Questions to answer —
- a) In the cricket report, why have both captains banked on a more traditional ODI track? Answer in one to three sentences.
- b) Please continue the cricket report after its final sentence.

Exercise text —
· · · · ·

Orthodoxy is the best form of attack
The success of the bowlers in a low-scoring series has left the batsmen with plenty to do as the bandwagon moves back to Colombo for the last three matches. The indifference of the batsmen in the first two matches in Dambulla has given both sides cause for concern, and both captains have banked on a more traditional ODI track to nudge ahead in the series. Regardless of the nature of the track, the two sides need to sort out their batting problems.
On Wednesday, Sri Lanka were 44 for 6 by the 18th over of their innings and India were 75 for 5 by the end of the 20th over. The damage had been done by the bowlers and India were only saved by a smart 60-run partnership between Mahendra Singh Dhoni and debutant S Badrinath. The orthodox approach the two took, getting down and dirty to knuckle towards victory, could be the best way for the two teams' batsmen to approach the first of three fixtures at the Premadasa Stadium, a ground built on swamp land, and with a spin-friendly reputation.

· · · · ·

Dataset items:

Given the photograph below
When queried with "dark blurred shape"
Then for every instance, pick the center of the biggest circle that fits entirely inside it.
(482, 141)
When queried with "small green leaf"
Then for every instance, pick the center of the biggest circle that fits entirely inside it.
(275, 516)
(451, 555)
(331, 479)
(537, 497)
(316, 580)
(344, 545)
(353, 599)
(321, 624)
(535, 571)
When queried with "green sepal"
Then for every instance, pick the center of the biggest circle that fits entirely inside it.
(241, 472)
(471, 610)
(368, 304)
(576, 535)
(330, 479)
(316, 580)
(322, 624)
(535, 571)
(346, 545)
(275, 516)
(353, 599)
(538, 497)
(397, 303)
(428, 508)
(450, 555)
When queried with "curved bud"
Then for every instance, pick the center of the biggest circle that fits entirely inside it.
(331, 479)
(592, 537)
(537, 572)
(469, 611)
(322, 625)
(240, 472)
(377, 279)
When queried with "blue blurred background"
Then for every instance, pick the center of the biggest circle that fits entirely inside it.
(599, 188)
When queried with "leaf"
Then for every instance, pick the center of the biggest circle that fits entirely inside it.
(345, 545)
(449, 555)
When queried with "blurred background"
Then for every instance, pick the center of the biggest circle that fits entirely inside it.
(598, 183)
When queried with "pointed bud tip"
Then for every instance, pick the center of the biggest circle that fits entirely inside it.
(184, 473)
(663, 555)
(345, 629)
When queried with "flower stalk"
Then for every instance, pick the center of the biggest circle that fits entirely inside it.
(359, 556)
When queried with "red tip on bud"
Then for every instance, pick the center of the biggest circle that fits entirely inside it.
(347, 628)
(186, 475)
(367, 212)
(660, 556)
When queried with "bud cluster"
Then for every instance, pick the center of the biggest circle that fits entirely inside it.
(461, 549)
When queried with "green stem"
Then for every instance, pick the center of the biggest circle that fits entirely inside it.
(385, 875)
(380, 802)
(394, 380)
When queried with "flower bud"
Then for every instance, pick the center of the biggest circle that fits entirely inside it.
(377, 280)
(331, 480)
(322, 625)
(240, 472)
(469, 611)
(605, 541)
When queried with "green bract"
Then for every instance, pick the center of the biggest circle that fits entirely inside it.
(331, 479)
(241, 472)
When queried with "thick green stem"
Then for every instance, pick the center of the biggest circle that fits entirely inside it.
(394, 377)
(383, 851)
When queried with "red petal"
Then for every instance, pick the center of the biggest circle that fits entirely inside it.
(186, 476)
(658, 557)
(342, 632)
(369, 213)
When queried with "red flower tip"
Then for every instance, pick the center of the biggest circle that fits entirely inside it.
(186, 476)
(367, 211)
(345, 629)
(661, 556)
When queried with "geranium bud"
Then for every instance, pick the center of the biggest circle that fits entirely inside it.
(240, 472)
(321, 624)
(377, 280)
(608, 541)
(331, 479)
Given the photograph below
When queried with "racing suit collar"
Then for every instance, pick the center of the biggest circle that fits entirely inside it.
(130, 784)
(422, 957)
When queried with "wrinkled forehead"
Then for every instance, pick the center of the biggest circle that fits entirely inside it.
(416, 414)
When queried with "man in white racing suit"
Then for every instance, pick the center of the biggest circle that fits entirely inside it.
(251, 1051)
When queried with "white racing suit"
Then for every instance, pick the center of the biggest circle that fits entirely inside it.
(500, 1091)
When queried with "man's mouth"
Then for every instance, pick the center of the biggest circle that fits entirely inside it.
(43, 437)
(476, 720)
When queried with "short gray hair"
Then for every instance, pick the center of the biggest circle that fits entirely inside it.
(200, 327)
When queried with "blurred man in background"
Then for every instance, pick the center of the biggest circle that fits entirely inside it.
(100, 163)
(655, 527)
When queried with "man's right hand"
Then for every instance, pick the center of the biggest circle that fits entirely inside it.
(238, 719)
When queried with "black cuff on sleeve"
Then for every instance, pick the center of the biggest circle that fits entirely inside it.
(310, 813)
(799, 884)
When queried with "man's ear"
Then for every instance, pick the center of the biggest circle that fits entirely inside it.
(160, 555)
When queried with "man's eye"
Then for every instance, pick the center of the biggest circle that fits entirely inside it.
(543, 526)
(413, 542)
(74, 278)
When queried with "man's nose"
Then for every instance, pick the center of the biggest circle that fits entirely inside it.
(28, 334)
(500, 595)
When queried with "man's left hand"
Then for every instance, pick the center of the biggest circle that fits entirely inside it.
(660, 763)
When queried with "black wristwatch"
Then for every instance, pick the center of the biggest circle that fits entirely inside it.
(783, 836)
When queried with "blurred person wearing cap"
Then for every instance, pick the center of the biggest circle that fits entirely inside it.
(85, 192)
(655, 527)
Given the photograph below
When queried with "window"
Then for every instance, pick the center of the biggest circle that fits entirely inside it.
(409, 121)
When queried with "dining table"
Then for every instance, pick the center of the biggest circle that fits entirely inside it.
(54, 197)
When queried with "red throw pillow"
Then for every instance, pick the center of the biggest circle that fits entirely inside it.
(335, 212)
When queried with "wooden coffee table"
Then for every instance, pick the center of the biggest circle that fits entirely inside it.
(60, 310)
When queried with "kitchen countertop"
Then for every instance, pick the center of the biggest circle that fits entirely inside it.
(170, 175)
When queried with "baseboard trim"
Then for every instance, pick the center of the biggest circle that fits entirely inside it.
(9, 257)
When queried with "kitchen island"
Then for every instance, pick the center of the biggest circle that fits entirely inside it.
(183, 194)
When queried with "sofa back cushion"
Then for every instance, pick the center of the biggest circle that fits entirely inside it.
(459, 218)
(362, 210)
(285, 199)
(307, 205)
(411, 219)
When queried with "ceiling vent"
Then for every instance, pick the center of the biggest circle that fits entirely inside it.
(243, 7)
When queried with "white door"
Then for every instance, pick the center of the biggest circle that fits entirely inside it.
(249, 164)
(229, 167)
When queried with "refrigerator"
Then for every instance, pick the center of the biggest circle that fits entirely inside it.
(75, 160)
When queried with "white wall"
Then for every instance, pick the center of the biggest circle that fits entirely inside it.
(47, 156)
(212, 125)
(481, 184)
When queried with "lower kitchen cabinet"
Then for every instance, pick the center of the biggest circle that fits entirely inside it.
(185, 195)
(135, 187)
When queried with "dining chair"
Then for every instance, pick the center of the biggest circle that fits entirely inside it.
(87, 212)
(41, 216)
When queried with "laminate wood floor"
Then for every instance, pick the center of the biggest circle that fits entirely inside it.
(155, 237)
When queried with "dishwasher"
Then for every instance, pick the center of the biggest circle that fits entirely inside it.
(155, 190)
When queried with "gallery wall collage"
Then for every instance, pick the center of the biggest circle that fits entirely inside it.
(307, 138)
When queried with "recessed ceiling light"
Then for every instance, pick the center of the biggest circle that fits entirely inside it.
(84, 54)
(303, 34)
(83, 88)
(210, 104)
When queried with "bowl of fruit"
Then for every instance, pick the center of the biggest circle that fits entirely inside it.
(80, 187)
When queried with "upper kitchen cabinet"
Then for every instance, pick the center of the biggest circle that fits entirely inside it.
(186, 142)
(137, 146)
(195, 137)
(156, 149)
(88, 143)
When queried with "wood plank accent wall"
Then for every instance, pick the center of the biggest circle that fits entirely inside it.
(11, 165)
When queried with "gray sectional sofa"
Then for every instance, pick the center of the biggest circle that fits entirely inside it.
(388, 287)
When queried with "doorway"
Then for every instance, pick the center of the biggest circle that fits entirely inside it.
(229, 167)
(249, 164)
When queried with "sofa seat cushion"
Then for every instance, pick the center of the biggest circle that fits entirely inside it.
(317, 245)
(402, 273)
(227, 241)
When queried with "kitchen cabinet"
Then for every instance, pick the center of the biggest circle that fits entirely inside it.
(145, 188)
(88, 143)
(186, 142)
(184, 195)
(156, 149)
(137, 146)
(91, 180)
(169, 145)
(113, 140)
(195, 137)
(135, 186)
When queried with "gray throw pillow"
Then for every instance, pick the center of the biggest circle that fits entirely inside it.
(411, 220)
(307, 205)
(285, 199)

· · · · ·

Answer list —
- a) The batsmen on both sides were indifferent in the first two matches in Dambulla, which gave both teams cause for concern. The captains are relying on a more traditional ODI track to help them nudge ahead in the series.

- b)
Kumar Sangakkara, the Sri Lankan wicketkeeper, feels the batsmen have been indecisive so far, and felt that orthodoxy would pay out over panache. "We've seen two low-scoring games in Dambulla, where it was hard to know when the time was to play your shots," he told Cricinfo, "because at the start it was hard to get into rhythm when the ball was doing a lot. There was not enough solidarity. That attitude is vital in any form of cricket: stick around, watch the ball, and hit it. In one-day cricket there are field restrictions so a batsman can try his luck with the new ball but good orthodox cricket and patient shots always wins in the end."
In eschewing the extravagant shots and nudging the ball around for singles and the odd harried double, Dhoni and Badrinath proved that Mendis could be thwarted. In contrast, India's top order perished even before spin had arrived in the first match. Similarly, Sri Lanka's batting order capsized in trying to dominate from the outset.
"We were a bit disappointed the way we handled that situation," said Mahela Jayawardene. "We knew it was going to be a tough period in that morning session and wanted to execute certain plans. We couldn't, and that game is gone."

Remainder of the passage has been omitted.